• **Set task**
Reproduce only the records from the line containing "target: dried mushroom underside" through the end of the records, requests included, and shift every coordinate in the answers by adding -17.

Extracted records
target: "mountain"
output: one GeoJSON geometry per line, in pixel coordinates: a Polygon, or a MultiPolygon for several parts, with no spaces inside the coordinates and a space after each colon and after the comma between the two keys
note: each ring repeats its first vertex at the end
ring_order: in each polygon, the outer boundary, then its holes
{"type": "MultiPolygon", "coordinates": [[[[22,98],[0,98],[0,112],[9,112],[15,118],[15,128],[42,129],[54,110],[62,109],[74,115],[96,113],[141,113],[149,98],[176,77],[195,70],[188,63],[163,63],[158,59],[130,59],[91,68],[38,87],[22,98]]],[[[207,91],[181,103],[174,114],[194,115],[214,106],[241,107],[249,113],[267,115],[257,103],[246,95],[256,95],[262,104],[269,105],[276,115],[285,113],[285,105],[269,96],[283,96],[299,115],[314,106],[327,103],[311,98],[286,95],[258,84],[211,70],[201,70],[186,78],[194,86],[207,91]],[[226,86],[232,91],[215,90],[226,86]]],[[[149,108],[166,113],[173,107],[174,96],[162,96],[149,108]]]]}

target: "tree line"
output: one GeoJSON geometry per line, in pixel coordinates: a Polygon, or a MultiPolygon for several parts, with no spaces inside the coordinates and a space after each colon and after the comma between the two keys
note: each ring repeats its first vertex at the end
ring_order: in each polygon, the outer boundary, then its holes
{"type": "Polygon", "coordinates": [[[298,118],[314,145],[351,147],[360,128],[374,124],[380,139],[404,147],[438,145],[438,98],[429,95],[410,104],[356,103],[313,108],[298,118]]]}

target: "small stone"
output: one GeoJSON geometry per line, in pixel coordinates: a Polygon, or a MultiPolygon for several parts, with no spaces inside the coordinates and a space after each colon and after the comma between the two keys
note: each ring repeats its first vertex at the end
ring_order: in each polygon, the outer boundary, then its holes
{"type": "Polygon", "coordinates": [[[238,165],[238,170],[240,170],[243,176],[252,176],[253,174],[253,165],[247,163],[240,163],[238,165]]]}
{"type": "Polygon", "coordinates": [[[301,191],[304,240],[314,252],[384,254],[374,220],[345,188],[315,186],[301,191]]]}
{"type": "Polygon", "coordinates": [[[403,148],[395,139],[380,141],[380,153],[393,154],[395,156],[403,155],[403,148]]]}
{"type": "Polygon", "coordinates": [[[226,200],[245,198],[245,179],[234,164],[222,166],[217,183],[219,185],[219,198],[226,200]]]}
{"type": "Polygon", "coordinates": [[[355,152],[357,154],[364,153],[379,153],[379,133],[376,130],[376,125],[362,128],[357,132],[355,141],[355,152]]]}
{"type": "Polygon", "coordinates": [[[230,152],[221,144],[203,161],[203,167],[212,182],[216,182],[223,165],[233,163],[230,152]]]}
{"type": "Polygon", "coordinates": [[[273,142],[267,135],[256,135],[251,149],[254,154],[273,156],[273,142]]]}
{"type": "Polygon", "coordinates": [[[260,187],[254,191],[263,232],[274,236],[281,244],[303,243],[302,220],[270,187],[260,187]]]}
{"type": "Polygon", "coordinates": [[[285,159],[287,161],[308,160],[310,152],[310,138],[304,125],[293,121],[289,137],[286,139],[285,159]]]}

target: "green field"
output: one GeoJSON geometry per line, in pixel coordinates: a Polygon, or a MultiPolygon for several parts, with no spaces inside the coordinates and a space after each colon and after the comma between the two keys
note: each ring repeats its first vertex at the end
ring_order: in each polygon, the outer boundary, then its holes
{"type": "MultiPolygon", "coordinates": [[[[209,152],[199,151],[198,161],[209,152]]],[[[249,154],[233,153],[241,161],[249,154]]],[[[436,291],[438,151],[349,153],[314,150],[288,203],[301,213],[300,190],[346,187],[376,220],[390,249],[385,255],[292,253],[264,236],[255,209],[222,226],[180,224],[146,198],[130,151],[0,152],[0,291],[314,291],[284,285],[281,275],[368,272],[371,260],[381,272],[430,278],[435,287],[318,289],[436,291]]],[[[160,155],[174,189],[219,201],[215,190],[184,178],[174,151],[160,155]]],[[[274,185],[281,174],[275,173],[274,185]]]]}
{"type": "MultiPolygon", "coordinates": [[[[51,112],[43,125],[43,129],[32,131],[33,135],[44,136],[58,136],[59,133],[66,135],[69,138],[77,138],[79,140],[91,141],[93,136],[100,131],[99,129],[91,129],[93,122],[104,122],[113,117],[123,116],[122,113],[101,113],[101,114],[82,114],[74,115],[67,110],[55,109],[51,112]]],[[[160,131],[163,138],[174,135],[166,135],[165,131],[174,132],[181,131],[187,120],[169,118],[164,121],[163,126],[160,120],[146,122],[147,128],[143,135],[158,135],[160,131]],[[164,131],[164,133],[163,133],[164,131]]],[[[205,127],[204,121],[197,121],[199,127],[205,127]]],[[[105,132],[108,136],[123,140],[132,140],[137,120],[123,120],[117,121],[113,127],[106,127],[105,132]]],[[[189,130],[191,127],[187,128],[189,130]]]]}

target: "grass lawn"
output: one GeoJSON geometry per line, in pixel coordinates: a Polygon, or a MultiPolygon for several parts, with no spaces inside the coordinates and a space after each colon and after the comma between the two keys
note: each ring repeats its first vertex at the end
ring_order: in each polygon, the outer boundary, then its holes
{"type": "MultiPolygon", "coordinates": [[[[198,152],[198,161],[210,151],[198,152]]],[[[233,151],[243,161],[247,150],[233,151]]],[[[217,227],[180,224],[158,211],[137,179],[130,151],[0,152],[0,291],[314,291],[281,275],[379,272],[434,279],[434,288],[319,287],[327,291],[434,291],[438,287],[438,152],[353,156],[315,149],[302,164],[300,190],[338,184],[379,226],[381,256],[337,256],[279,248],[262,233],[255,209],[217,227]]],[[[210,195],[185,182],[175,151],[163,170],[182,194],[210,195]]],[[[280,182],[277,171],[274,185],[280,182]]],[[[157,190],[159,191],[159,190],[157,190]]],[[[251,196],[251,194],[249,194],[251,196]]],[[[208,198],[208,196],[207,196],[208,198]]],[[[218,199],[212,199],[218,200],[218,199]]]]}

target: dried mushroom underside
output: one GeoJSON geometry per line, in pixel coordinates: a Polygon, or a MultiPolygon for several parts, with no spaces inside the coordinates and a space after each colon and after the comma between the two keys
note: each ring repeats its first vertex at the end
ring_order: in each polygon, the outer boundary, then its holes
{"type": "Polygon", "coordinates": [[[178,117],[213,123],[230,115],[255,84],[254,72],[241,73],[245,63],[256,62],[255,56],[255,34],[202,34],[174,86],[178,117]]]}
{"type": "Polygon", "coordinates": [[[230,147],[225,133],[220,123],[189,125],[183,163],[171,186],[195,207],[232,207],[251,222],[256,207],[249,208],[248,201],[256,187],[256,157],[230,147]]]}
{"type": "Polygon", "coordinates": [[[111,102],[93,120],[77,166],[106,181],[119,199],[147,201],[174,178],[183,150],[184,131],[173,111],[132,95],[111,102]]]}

• **Expected output**
target: dried mushroom underside
output: one GeoJSON geometry per line, in pixel coordinates: a Polygon, or a MultiPolygon for several parts, with no spaces inside the coordinates and a space after each colon and after the comma between the two keys
note: each ring repeats its first vertex at the end
ring_order: in each polygon, the outer boundary, then its holes
{"type": "Polygon", "coordinates": [[[161,100],[196,106],[213,98],[238,67],[237,55],[224,56],[228,46],[239,45],[238,39],[238,17],[185,17],[157,69],[161,100]]]}
{"type": "Polygon", "coordinates": [[[213,130],[208,116],[203,106],[172,108],[166,146],[154,169],[178,190],[215,190],[234,205],[239,190],[232,191],[231,184],[239,170],[239,140],[213,130]]]}
{"type": "Polygon", "coordinates": [[[94,85],[76,103],[60,149],[89,164],[102,182],[130,184],[157,161],[166,133],[167,114],[156,94],[115,78],[94,85]]]}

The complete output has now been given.